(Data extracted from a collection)
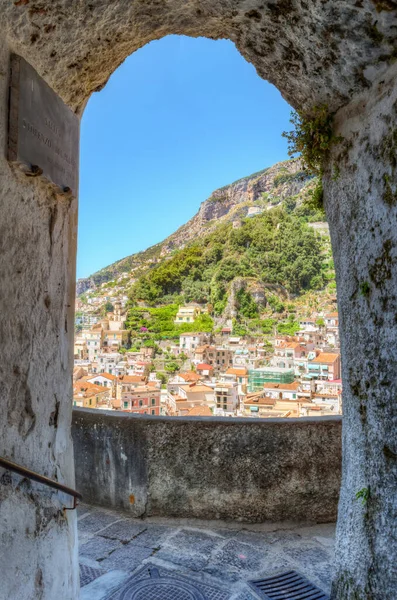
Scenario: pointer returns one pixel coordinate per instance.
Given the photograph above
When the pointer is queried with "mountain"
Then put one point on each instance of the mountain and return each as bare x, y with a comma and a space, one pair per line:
256, 255
260, 190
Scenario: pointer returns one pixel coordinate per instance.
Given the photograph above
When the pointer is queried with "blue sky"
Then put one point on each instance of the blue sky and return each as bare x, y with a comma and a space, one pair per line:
178, 119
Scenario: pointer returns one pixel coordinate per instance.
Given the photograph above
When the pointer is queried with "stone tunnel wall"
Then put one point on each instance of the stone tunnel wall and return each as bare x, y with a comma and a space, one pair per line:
209, 468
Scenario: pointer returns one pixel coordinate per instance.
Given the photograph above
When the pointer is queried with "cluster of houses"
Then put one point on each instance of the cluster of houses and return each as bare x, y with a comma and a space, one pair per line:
227, 375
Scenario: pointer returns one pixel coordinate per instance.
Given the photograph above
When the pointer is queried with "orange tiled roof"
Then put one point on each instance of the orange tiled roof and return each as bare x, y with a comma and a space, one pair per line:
200, 411
189, 376
290, 387
106, 375
326, 357
132, 379
235, 371
196, 388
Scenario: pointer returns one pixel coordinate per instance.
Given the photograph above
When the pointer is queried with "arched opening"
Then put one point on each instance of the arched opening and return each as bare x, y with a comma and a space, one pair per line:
313, 57
224, 288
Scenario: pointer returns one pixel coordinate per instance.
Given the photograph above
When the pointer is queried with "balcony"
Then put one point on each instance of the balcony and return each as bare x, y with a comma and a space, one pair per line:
213, 503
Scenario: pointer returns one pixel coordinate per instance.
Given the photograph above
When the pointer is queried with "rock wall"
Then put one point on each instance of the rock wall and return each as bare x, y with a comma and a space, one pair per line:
321, 52
38, 551
361, 204
234, 469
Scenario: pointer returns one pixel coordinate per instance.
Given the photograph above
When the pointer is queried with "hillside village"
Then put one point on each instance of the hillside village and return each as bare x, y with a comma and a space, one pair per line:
216, 374
195, 326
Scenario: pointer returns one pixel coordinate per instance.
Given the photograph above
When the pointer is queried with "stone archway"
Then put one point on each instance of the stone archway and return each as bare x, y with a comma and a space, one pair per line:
317, 52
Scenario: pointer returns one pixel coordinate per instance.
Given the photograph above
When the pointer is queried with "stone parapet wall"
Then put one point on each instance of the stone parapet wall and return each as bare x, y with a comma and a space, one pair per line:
209, 468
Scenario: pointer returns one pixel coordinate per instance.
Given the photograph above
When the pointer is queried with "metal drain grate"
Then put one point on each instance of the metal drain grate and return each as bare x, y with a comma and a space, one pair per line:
161, 587
88, 574
287, 586
155, 583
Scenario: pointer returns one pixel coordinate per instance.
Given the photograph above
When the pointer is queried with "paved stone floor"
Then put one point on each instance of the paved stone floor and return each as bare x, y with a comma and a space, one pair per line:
220, 558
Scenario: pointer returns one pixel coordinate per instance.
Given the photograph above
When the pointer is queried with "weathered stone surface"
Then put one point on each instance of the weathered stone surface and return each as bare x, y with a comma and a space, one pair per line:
316, 52
38, 545
122, 530
126, 558
361, 204
43, 132
98, 548
274, 469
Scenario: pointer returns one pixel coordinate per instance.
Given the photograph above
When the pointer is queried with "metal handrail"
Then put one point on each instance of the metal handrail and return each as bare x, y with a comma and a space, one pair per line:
7, 464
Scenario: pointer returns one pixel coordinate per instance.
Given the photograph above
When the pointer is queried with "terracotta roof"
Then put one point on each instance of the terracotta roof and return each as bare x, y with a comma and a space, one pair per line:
325, 357
132, 379
290, 387
190, 376
200, 411
87, 390
196, 388
86, 385
106, 375
235, 371
258, 400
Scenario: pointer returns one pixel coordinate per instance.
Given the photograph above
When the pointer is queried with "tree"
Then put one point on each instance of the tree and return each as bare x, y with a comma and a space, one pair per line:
171, 367
108, 307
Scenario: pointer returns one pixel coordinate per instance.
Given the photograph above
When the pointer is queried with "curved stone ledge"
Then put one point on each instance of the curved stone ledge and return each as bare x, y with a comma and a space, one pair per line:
209, 468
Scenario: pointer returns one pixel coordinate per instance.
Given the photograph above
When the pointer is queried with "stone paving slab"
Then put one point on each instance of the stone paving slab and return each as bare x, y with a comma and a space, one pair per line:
124, 530
99, 548
225, 557
127, 558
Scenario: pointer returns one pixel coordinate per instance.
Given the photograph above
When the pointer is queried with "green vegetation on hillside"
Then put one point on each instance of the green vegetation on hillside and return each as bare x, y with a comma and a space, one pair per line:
276, 247
160, 322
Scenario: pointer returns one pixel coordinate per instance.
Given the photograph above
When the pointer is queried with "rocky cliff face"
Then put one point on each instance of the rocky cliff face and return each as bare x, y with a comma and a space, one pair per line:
261, 191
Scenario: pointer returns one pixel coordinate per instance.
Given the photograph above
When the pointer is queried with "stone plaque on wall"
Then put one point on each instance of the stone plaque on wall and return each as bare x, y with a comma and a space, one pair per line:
43, 131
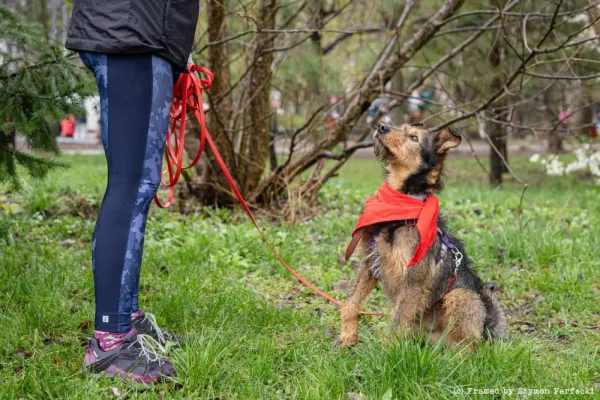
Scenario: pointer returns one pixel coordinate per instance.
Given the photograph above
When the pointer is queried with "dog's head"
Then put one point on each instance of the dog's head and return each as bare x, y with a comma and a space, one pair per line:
413, 157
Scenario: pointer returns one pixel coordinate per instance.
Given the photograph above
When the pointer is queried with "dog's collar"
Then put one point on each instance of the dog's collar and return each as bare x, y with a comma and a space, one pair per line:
421, 197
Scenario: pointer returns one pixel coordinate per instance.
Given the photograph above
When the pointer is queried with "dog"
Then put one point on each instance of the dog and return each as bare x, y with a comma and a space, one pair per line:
440, 293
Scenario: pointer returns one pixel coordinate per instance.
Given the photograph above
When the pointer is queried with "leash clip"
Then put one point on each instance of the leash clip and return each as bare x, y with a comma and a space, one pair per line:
458, 257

• **TO DO**:
Exactly retype each record above, dropping images.

• **RESPONSE AREA**:
Scenario: pointer returns one pixel coordinate per instance.
Given the photograph above
When the pointer is queried with "mountain"
Then put one point on each instance of the mountain and return each as bare x, y with a comma and a space, one pair per line:
256, 255
260, 190
Scenario: pointer returns one pixel coordinate per instance.
Given the photograph above
When the pointer is queried with "blue sky"
Then put one point on each instance of the blue sky and return each as bare x, y with a comma and a space, one pair per line:
178, 119
Scenario: pointer returns one pixel coordinate per instance.
Given the photograph above
When the pointer is queried with "stone tunnel wall"
Then put one point on each instance of the stone tunnel wall and return each as bare x, y with a comma and a space, one pair per line:
209, 468
Scenario: pointer returns one pixel coordinate per instance.
Given the photograph above
When the pointer is queried with "cluster of houses"
Then put one point on each instance of the cluster of houses and return each as bare x, y with a comma and a space, one pair per line:
227, 375
Scenario: pointer returns one pixel coordinate per instance.
Given the photograph above
When the pointer is queried with "orange tiled roof"
Then put one point on each instance of the orange tiled roof and return each as bare x, y with a comma and a space, one pair per line:
200, 411
189, 376
290, 387
106, 375
326, 357
132, 379
235, 371
196, 388
Scenario: pointer returns one pixel coordinate per instance.
Given the photograph above
When the pointer is queried with "arched opening"
Then put one point on each instance of the arched opening and return each as bare x, y with a comma and a space, one pair per line:
313, 57
224, 288
Scenario: pointer returns one pixel coordinate per instance.
Given the photograph above
When the pointer is queried with "balcony"
Then put one point on each instance of the balcony and return each as bare x, y with a comma and a space, one pair per line:
213, 503
Scenario: pointer returns one pixel coordinate per instance.
Given the photograph above
When the pointer is queried with "rock wall"
Then put one point on each instance of the rock wall and return each as bare x, y with a comma and a space, one pair per line:
321, 52
38, 551
361, 204
234, 469
Scenario: pointer returns one pixel coordinate per instance.
Given the photograph above
When the pointer is queried with "hillside village"
Then put one point on each instance of the hillside village and return each as bare x, y with a comma and a space, one pair per line:
216, 374
195, 326
Scenario: pointer returns one pixel coordinate per instance.
Given the photograph above
When the pointer is queried with "stone archway"
Then put one point on each instance of the stone archway and return each as bare x, y with a comma and a space, one pair per line:
317, 52
Scenario: pointer returns one pixel coordinate per instance.
Given the photograph above
When the pointer is queried with "stone parapet wall"
Then put one point on each instance of the stone parapet wall and return each as bare x, y with a comma and a space, one pair per line:
209, 468
Scenario: pointer returns one pixel coordinate per instance.
Given the photograph above
When the pointer is queried with "metal drain grate"
Then put one point on each instance of the metal drain grate and return each as bare x, y with a comma and a space, one pair per line:
161, 587
88, 574
287, 586
155, 583
Scenario: pointer returns one pixel coordinate per instance.
Given the photograph above
When the pointer is queried with "paved stone floor"
Then put one point on each instance of the paved stone floor and return each as bare x, y with a comma and a space, one pair per line:
220, 558
Scenario: pointer returns one pixel coordinate per instance.
Given the photograph above
When the pointer is queried with "weathered stone surface"
Then put one point on each instance of the weathered stone surface and return each as bare x, y with a comma and a space, one pair per line:
316, 52
38, 545
122, 530
126, 558
361, 204
43, 132
98, 548
274, 469
Scenario: pointer returns one pixel coordinate per instance.
Given the photograph above
When the pointer is queried with "metal handrail"
Then put one point on each instance of the metal handrail and return each as bare x, y with a comma and a space, one pair per line:
7, 464
Scenario: pointer returns one pixel coordinate per instance.
Given the photograph above
When the pointer is queried with "terracotta roof"
Then put one point on each instance of the terracotta roof and return each as bare x, y with a comma and a space, one pair per line:
325, 357
132, 379
290, 387
190, 376
200, 411
87, 390
196, 388
86, 385
106, 375
235, 371
258, 400
Scenario: pointer returns one pixel coordinate per instance.
Given the photograph above
When the pointer is queried with "tree"
Then put one point on each instance of the tree and return each as bare x, y with a comma and a space, one pair per line:
171, 367
108, 307
Scenario: pointer returns one pixel coordinate per instance.
Given the photograph above
When the pointer is queried with "curved stone ledge"
Then put one point on each instance of the curved stone ledge and return each as bare x, y with a comma and a space, one pair per line:
209, 468
Scenario: pointer returns one pixel coordinate per instance.
Given the photograph above
When the pointer is queried with "stone paving slab"
Then put one point on each instance of the stone paving slab and return each as bare x, y with a comma and a space, one pair per line:
124, 530
99, 548
225, 557
127, 558
Scenario: pointer returns one pixel coordinate per instance.
Given the photograph above
When the pointer is queried with "green vegetation on hillside"
Then put one point on each instance of the green vegetation on hillside and return each as bare x, y with a comma and a space, one pair per line:
276, 247
160, 322
Scenario: pointer returns one pixel coordinate per instance.
Given the photograph above
When the pointer is queried with "rocky cliff face"
Then put one point on each instance of the rocky cliff face and return each as bare x, y with a comma and a space, one pair per line:
261, 191
Scenario: pointer returns one pixel coordinate per instance.
Given the photograph above
When the pointer is queried with "stone plaque on wall"
Then put one point on each instance of the stone plaque on wall and return each as bare x, y with a comma and a space, one pair per line:
43, 131
Scenario: pointer returns one pixel coordinate per instance.
Given the photograph above
When the pointer is queried with "dog's head"
Then put one point on each instance of the dog's head and return each as bare x, y with a comma and a space, one pair per line:
413, 157
Scenario: pointer returns one pixel coordinate per instance.
Given the photograph above
When the pointer is queried with "dog's collar"
Then put one point on each instance of the dog's collar and return each as bare x, y with a comma and a space, one pair per line:
421, 197
Scenario: pointer returns one pixel coordinate per instance.
Given the photograph above
When the pointer is queried with "dog"
Then put one point on each instance of the dog and return each as bare x, y with a comma and a space, one pair per line:
440, 293
Scenario: pointer returns one pixel coordinate per instance.
Given the photograph above
When the pointer is queried with "leash clip"
Then put one point on each instance of the leash clip and return each as bare x, y with a comma and a space, one pair per line:
458, 257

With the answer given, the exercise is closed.